**Complete the following:**
a) In the shoe-counting guide, rewrite the paragraph that begins "An ML pipeline to detect" as a short bulleted list that keeps its main facts.
b) Answer these questions from the shoe-counting guide, one answer per line, marked the same way:
(i) How many images does the training dataset contain?
(ii) Which script runs inference on new images?
(iii) What command activates the virtual environment on Windows?
c) Write the next part of the shoe-counting guide, starting right after the "# Activate (Linux / macOS)" heading.

**Reading passage:**
Shoe Counting — YOLO Object Detection

An ML pipeline to detect and count shoes in images using YOLOv8 segmentation. The model is trained on the LEN shoe_detection dataset (1150 images, MIT license).

Project structure

shoe_counting/
├── 01_explore_data.py      # Dataset stats and sample visualisation
├── 02_train.py             # Train the YOLO model
├── 03_evaluate.py          # Evaluate with detection + counting metrics
├── 04_compare_models.py    # Compare multiple trained models side by side
├── 05_predict.py           # Run inference on new images
├── requirements.txt
└── outputs/                # Auto-created — results, weights, plots
    ├── data_fixed.yaml
    ├── data_stats.json
    ├── runs/<model>/weights/best.pt
    ├── training_summary_<model>.json
    ├── metrics_<model>.json / .csv
    └── predictions/

Not in the repo: data/train, data/valid, data/test (large dataset splits), venv/, model weights *.pt data/predict/ (sample images) is included in the repo.

Setup

1. Clone and create a virtual environment

git clone https://github.com/<your-username>/shoe_counting.git
cd shoe_counting
python -m venv venv

# Activate (Windows)
venv\Scripts\activate

# Activate (Linux / macOS)

**Dataset content:**
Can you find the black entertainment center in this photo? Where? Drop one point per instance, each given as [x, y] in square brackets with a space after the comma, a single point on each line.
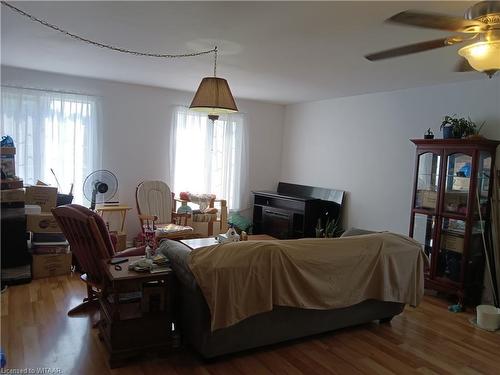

**Answers in order:**
a)
- Purpose: detect and count shoes in images
- Method: ML pipeline using YOLOv8 segmentation
- Training data: LEN shoe_detection dataset
- Dataset size and license: 1150 images, MIT license

b)
(i) 1150
(ii) 05_predict.py
(iii) venv\Scripts\activate

c)
source venv/bin/activate

2. Install dependencies

CPU only:

pip install -r requirements.txt

With GPU (CUDA) — recommended:

pip install -r requirements.txt

# Then replace torch with the CUDA build. Check your version with: nvidia-smi
pip install torch torchvision --index-url https://download.pytorch.org/whl/cu121  # CUDA 12.1
pip install torch torchvision --index-url https://download.pytorch.org/whl/cu118  # CUDA 11.8

Verify CUDA is available:

python -c "import torch; print(torch.cuda.is_available())"
# True  ← GPU ready

3. Add the dataset

Download the dataset from Roboflow in YOLOv11 format and place it so the structure looks like:

shoe_counting/
└── data/
    ├── data.yaml
    ├── train/
    │   ├── images/
    │   └── labels/
    ├── valid/
    │   ├── images/
    │   └── labels/
    └── test/
        ├── images/
        └── labels/

Usage

Step 1 — Explore the dataset

python 01_explore_data.py

Outputs outputs/data_stats.json, outputs/sample_annotations.png, outputs/count_distribution.png.

Step 2 — Train the model

python 02_train.py

Options:

--model     Pretrained base model (default: yolov8n-seg.pt)
--epochs    Max training epochs   (default: 100)
--batch     Batch size            (default: 16, reduce to 8 if out of VRAM)
--imgsz     Input image size      (default: 432)
--patience  Early stopping        (default: 20 epochs without improvement)

Examples:

python 02_train.py --model yolov8n-seg.pt --epochs 100 --batch 16   # fast
python 02_train.py --model yolov8s-seg.pt --epochs 100 --batch 8    # more accurate
python 02_train.py --model yolo11n-seg.pt --epochs 150 --batch 16   # newest arch

Weights are saved to outputs/runs/<model>/weights/best.pt. Training time is recorded in outputs/training_summary_<model>.json.

Step 3 — Evaluate

python 03_evaluate.py

Options:

--weights   Path to best.pt (auto-detected if omitted)
--conf      Confidence threshold (default: 0.25)
--iou       NMS IoU threshold   (default: 0.45)

Produces:

outputs/metrics_<model>.json — all metrics
outputs/metrics_<model>.csv — per-image true vs predicted count
outputs/metrics_<model>_plots.png — visualisation charts
outputs/metrics_<model>_report.txt — human-readable summary

Step 4 — Compare models (optional)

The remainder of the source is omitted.